Task requirements -> Every record below, from first to last: print it exactly as shown.

Data shown ->
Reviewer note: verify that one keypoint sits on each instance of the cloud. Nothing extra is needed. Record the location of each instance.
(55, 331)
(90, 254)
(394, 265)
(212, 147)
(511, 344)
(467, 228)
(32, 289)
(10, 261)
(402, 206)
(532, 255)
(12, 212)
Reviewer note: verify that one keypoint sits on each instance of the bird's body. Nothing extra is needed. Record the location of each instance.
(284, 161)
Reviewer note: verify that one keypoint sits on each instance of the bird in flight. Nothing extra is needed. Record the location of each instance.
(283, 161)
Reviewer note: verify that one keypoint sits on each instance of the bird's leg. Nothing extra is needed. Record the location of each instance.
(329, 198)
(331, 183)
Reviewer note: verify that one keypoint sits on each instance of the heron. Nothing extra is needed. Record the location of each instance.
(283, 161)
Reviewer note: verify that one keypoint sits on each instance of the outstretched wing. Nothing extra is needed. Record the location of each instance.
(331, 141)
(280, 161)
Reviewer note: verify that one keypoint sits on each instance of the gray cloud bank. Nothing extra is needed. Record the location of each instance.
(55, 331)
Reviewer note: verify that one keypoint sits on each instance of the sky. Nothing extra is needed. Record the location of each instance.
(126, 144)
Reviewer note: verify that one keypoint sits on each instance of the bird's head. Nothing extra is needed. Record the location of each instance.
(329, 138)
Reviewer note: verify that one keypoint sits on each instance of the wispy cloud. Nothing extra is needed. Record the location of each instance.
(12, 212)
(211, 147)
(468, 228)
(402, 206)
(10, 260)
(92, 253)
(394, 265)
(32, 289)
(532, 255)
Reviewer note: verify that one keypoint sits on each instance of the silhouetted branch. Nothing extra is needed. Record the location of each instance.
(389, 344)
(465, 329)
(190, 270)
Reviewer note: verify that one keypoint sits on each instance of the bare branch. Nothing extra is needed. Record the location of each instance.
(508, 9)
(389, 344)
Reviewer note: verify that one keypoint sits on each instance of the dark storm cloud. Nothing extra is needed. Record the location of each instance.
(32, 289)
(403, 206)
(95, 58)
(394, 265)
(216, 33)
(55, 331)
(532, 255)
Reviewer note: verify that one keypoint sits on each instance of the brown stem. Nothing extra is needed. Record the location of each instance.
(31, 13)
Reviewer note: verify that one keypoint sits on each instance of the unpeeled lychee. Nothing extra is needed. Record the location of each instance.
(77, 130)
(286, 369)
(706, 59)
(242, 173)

Response to this exercise ->
Reviewer note: verify that one keypoint sits on each instance of the cloud. Nothing extra is needed. Record the location of each instance.
(55, 331)
(90, 254)
(394, 265)
(212, 147)
(511, 344)
(467, 228)
(32, 289)
(10, 261)
(402, 206)
(532, 255)
(12, 212)
Reviewer note: verify that one keypoint sits on each instance of the bird's body. Nothing extra is needed. Record the location of each instance.
(284, 161)
Reviewer note: verify that one keypoint sits on each instance of the bird in flight. Nothing extra is needed. Record the location of each instance.
(283, 161)
Reviewer note: verify that one keypoint sits on each instance of the bird's leg. Nothing extra is needed. Record the location of each instance.
(329, 198)
(331, 183)
Reviewer note: verify that one keypoint sits on each instance of the heron. Nothing extra is needed. Record the location of each instance.
(283, 161)
Reviewer note: verify that one keypoint sits on each instance of the outstretched wing. Nothing extra is needed. Record the location of each instance.
(331, 141)
(280, 161)
Reviewer note: verify that one keypoint sits on each instance of the gray cloud bank. Nothing extra is needed. Record the location of each instance.
(55, 331)
Reviewer note: verify that one keypoint sits on each instance of the sky. Nothing extra is needed. Record the location of each instance.
(126, 144)
Reviewer note: verify that one keypoint sits on each instance of the bird's head. Nothing extra is needed. Record the location of each instance.
(329, 138)
Reviewer note: verify that one keypoint sits on each instance of the wispy cloud. Nothing extra is needed. Record the location of each instance.
(12, 212)
(211, 147)
(468, 228)
(402, 206)
(10, 260)
(92, 253)
(394, 265)
(32, 289)
(532, 255)
Reviewer note: verify that one keypoint sits on each instance of the silhouetted branch. Nothing extra is needed. Record the location of each instance.
(389, 344)
(465, 329)
(190, 270)
Reviewer note: verify that one keypoint sits on each instance of the bare branch. Nothing extra is needed. Record the location of each instance.
(508, 9)
(389, 344)
Reviewer note: verify that one keypoint sits on each instance of the dark storm cloud. Nothing extra is needed. Record the location of each instance.
(32, 289)
(403, 206)
(95, 58)
(394, 265)
(216, 33)
(55, 331)
(532, 255)
Reviewer note: verify that one keypoint sits on each instance of the brown stem. Nothing extra is needed. Record the location of each instance.
(31, 13)
Reviewer note: verify that one keypoint sits on each instance of the unpeeled lychee. Nothing extra is needed. Record the location of each instance.
(77, 130)
(286, 369)
(706, 59)
(242, 173)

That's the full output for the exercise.